■ **Point-per-instance localization data**:

· · · · ·

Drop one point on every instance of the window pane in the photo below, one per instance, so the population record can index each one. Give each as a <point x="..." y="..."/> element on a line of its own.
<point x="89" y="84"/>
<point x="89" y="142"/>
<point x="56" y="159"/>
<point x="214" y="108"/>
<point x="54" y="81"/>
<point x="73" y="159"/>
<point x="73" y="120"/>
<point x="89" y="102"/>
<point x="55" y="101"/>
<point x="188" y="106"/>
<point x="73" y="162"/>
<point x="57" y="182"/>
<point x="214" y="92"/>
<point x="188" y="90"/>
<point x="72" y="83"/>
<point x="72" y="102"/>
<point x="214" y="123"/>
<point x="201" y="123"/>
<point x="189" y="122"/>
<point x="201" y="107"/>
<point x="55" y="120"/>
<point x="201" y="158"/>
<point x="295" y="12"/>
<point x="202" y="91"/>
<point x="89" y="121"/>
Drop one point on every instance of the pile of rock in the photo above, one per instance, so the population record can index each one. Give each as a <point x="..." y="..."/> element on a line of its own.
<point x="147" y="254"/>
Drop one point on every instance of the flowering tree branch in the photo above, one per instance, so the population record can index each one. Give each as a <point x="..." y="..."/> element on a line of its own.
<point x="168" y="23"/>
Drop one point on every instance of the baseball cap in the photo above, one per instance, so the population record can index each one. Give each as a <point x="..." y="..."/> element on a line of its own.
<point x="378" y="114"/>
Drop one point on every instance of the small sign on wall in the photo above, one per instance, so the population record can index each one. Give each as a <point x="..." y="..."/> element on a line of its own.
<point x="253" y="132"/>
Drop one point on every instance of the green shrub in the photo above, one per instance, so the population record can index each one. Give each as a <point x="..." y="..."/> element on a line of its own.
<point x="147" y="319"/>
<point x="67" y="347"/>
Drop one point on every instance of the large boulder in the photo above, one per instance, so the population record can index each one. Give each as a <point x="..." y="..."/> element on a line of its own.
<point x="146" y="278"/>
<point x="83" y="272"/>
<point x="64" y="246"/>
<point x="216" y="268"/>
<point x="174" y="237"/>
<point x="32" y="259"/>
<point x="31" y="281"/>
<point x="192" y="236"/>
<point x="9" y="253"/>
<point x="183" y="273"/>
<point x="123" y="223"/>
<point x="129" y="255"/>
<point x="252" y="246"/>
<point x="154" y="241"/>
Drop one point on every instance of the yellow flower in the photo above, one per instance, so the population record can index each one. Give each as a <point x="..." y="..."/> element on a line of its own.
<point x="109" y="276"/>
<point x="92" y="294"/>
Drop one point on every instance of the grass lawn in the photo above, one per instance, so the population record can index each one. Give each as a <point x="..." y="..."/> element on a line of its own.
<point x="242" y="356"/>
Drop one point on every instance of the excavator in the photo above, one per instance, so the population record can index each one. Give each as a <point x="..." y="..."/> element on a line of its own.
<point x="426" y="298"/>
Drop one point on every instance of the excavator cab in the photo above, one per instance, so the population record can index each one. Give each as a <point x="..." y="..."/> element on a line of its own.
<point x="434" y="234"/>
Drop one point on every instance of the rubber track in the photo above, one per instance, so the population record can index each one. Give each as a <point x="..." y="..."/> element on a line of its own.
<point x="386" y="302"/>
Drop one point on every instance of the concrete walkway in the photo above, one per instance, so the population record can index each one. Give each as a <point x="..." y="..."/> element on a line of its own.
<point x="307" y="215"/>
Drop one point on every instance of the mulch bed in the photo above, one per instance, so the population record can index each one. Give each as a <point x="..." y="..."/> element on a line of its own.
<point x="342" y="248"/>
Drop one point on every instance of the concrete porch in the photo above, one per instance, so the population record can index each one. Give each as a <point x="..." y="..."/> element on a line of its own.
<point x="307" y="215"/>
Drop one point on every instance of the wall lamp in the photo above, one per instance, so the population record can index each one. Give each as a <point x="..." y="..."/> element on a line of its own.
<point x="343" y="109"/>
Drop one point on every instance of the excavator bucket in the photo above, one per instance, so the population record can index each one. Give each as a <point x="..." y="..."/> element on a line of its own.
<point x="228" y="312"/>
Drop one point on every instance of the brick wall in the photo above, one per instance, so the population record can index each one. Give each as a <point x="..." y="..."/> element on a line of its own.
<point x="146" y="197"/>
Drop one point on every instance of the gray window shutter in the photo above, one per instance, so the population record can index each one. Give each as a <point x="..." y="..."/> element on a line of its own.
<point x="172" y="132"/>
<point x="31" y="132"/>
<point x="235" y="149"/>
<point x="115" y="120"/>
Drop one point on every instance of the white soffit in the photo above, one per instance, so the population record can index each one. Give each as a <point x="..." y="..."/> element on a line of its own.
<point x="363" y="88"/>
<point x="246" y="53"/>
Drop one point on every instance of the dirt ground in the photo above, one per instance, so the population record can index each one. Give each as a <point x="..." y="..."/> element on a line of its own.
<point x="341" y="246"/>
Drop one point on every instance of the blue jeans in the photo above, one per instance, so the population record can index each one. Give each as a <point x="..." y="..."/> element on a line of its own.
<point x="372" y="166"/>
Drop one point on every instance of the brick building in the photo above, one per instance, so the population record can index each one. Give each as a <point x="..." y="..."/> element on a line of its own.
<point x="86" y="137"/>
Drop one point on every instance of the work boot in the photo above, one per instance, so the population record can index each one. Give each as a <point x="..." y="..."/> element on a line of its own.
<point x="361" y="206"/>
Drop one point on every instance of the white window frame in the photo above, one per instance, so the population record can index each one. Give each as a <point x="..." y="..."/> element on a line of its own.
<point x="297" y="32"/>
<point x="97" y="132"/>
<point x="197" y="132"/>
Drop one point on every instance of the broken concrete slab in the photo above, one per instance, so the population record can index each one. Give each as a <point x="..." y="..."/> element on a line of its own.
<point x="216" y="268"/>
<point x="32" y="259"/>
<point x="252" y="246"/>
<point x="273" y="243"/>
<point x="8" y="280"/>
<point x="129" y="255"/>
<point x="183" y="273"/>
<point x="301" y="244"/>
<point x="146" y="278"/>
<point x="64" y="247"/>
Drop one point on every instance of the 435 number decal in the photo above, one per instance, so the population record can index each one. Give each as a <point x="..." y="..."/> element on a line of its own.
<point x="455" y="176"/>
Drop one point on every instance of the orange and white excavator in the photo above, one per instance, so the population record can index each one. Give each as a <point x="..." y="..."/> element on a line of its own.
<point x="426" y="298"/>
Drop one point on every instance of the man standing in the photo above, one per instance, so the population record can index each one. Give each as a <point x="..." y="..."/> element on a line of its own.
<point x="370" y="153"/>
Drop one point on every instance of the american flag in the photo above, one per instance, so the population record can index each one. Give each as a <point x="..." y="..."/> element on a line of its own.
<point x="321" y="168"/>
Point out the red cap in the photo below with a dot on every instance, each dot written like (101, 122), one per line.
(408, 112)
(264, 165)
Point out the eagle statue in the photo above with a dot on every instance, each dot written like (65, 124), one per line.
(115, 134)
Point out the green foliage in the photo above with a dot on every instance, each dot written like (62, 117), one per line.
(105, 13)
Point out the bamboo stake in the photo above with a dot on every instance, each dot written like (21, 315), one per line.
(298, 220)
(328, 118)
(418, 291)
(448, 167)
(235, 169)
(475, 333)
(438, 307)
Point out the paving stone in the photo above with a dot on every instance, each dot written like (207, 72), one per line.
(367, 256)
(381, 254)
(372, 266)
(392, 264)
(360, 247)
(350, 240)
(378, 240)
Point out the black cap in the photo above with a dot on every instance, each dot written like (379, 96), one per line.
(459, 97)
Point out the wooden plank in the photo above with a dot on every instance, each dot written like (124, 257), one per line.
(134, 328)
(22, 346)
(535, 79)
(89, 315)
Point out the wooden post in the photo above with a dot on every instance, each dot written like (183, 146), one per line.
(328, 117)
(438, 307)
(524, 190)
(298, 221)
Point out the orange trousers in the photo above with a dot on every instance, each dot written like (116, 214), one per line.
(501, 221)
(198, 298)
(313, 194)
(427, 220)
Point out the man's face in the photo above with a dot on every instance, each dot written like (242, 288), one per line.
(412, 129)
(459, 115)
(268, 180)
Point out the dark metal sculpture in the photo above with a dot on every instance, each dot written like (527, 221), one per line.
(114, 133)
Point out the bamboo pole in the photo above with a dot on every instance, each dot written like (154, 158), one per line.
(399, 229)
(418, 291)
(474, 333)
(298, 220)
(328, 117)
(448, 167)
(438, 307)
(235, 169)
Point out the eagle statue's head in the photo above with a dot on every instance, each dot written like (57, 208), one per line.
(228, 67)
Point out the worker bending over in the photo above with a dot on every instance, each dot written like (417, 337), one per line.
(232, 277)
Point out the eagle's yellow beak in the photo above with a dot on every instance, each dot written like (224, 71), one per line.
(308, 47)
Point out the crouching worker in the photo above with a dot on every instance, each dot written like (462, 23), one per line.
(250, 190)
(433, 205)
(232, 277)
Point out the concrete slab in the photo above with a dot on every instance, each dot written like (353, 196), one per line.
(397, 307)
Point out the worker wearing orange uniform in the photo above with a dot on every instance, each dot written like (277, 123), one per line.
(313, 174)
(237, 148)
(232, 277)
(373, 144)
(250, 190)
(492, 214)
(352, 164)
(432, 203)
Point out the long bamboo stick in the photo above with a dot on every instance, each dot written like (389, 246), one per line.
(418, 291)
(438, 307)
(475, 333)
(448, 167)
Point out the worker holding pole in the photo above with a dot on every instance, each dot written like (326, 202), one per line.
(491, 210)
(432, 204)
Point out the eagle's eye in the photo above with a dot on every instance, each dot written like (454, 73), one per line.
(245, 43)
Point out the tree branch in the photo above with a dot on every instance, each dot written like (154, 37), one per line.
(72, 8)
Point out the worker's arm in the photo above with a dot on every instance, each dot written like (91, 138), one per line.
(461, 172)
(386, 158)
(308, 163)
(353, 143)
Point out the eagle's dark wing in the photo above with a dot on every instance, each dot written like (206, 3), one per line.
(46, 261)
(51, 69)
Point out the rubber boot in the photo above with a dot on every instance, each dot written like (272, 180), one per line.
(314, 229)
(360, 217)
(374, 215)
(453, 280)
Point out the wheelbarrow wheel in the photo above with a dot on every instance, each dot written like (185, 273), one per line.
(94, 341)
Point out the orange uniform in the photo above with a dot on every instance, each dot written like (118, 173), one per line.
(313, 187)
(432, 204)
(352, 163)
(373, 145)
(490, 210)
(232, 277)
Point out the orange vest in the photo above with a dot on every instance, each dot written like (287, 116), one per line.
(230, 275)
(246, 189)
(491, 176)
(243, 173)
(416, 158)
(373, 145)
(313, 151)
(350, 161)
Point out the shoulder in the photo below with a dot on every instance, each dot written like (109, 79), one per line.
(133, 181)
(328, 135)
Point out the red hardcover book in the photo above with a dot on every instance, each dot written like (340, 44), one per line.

· · · · ·

■ **TASK ITEM**: Your answer should consist only of the lines from the one that holds "Point out the orange vest" to the end of the entries above, both ends included, each repeated exactly.

■ **REPLY**:
Point out the orange vest in the photo above with a dot on every instance, each dot written like (287, 116), one per line.
(230, 275)
(246, 189)
(491, 176)
(243, 173)
(416, 158)
(373, 145)
(313, 151)
(350, 161)
Point out the shoulder in the photo below with a dot on every instance, each dot written like (109, 79), one per line.
(133, 181)
(328, 135)
Point out the red hardcover book in the photo above with a dot on every instance, each dot written like (340, 44), one per line.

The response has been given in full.